Could you return each entry below exactly as written, minus any pictures?
====== Working data ======
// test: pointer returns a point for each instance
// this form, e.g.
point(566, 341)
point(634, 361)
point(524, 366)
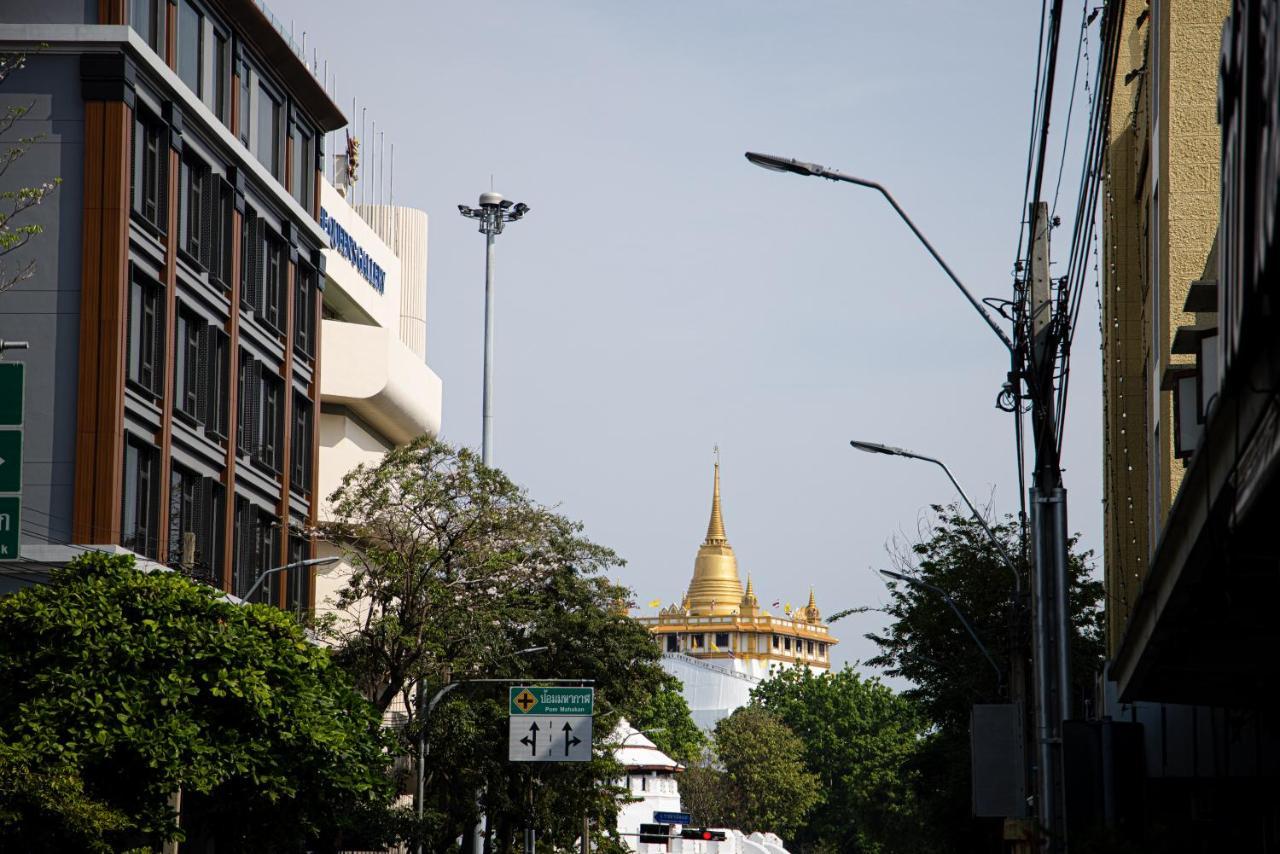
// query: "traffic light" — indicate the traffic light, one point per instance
point(654, 834)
======
Answer area ▸
// test: pointer returns a point for each instance
// this form, e.g.
point(566, 341)
point(634, 361)
point(524, 366)
// query: "traffic light" — indicate the traffic light, one point per instance
point(654, 834)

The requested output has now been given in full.